§ Problem:
Copy all of the material below exactly.

(begin)

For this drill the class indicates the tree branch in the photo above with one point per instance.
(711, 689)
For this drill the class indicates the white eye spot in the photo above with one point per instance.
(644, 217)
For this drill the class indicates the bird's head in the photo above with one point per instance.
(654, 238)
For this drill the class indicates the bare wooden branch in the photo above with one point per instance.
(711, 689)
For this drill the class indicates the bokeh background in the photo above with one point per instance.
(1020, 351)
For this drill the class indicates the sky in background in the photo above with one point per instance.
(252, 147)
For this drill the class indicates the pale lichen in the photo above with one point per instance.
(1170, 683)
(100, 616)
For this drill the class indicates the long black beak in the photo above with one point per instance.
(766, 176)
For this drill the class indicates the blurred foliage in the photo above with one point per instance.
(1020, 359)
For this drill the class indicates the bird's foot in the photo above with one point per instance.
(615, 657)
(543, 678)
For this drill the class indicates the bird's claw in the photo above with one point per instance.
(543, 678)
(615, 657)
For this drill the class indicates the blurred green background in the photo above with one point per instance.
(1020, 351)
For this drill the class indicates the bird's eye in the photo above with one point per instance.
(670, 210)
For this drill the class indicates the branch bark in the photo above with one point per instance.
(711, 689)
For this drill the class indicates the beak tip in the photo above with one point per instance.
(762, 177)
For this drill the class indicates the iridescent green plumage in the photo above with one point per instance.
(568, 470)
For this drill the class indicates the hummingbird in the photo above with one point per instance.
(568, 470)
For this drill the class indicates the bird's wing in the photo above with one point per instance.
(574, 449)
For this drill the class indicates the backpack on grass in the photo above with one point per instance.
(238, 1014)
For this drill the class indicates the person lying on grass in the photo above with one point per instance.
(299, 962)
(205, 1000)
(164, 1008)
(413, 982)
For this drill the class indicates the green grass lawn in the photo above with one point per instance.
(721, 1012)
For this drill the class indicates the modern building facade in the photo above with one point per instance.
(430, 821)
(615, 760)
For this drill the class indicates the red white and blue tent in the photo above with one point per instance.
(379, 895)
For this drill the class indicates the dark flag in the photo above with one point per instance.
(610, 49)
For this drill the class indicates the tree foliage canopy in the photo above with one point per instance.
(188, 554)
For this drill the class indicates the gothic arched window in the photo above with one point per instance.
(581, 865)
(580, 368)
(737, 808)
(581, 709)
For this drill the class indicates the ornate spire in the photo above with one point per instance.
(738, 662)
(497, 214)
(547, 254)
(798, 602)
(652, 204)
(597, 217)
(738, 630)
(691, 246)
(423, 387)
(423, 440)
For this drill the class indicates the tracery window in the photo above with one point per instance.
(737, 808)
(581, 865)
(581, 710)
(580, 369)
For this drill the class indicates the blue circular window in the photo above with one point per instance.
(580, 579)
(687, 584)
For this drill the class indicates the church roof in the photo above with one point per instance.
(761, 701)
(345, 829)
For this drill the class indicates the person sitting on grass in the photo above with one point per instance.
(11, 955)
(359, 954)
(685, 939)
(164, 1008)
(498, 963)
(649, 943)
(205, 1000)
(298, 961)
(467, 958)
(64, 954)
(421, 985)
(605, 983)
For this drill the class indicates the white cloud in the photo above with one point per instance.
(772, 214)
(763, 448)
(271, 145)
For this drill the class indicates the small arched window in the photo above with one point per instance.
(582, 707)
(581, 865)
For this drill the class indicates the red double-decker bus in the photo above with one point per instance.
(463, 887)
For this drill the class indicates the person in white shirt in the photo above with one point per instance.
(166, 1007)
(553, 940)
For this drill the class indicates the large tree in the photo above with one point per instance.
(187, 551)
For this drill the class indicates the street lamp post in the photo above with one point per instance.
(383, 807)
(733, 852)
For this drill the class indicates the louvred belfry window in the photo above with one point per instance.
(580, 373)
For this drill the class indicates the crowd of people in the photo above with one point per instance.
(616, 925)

(end)

§ Solved exercise:
For this drill the class indicates the tree branch in the photo above with one point per instance.
(711, 689)
For this drill the class indicates the white eye spot in the photo above with one point per instance.
(644, 217)
For this drill the class indicates the bird's head in the photo above with one point per instance.
(654, 238)
For this drill the class indicates the bare wooden branch in the photo above with one point per instance.
(711, 689)
For this drill the class indicates the bokeh background in the photo above with one point per instance.
(1020, 351)
For this drill the class indicates the sky in background in the photo above with one point per instance.
(252, 147)
For this drill the class indicates the pale lichen in the photo above with one point per instance.
(1170, 683)
(100, 616)
For this drill the class indicates the long black beak in the photo above with one point per instance.
(766, 176)
For this drill the class indicates the blurred foliage in the photo above with one point per instance.
(1020, 359)
For this drill the class indicates the bird's foot in the photo above with one point per instance.
(615, 657)
(543, 678)
For this drill the class indicates the bird's claw in the photo above with one point per instance.
(543, 678)
(615, 657)
For this drill the class indicates the blurred green background in the photo above with one point per instance.
(1020, 351)
For this drill the class indicates the bird's eye in the photo above with one point per instance.
(670, 210)
For this drill the class indicates the branch bark in the photo above with one point per instance.
(711, 689)
For this drill the class indicates the beak tip in the photo above with one point per instance.
(762, 177)
For this drill the class indicates the iridescent green plumage in the photo above with one point per instance.
(568, 470)
For this drill the class indicates the hummingbird in the photo above with one point per instance.
(568, 470)
For this drill the class indicates the bird's wing in the photo above with one point per instance.
(574, 449)
For this drill the class indicates the backpack on grass in the photo above with one point per instance.
(238, 1014)
For this drill the class indicates the person lying on grass in the photo above with one point per instance.
(299, 962)
(205, 1000)
(164, 1008)
(413, 982)
For this drill the class indicates the green grass lawn in the photo above with one point per instance.
(721, 1012)
For this drill the class indicates the modern building facade in the photo above with one point per instance.
(430, 821)
(615, 760)
For this drill the class indicates the red white and blue tent in the photo above with one point per instance.
(379, 895)
For this drill the class indicates the dark flag in the photo above with one point per instance.
(610, 49)
For this drill the class indicates the tree foliage canopy in the photo above with one point per instance.
(188, 554)
For this drill the class indicates the gothic arched window in the photo above with one point per instance.
(581, 865)
(580, 368)
(737, 808)
(581, 709)
For this drill the class indicates the ornate spire in the photo above with one point per instance.
(738, 662)
(497, 214)
(547, 254)
(798, 602)
(652, 204)
(597, 217)
(738, 630)
(691, 246)
(423, 387)
(423, 440)
For this drill the class indicates the tracery window in the photo above with one point per instance.
(737, 808)
(581, 865)
(581, 710)
(580, 369)
For this drill the class indicates the blue circular window in the photo above with one point per instance.
(580, 579)
(687, 584)
For this drill the class indicates the church roof in the photo above with one point per instance.
(761, 701)
(345, 829)
For this drill the class indicates the person sitting on grass in the photo above with one point per instance.
(11, 955)
(359, 954)
(685, 939)
(164, 1008)
(498, 963)
(649, 943)
(205, 1000)
(298, 961)
(467, 958)
(64, 954)
(421, 985)
(605, 983)
For this drill the class indicates the white cloud in the photo above with one point per instance.
(772, 214)
(763, 448)
(271, 145)
For this drill the class indicates the small arched window in the photo above with one point per instance.
(582, 707)
(581, 865)
For this drill the class indicates the red double-decker bus in the photo above with one point per instance.
(463, 887)
For this drill the class indicates the person in white shirt in the photo above with one point per instance.
(166, 1007)
(553, 940)
For this drill the class indicates the large tree in the photo above with one point per instance.
(187, 551)
For this drill the class indicates the street lamp post in the photo above with one point per instance.
(383, 807)
(733, 852)
For this drill the class indicates the louvred belfry window in the photo above with one point per instance.
(580, 373)
For this drill the class indicates the crowd of people in the photo above with one point per instance.
(616, 925)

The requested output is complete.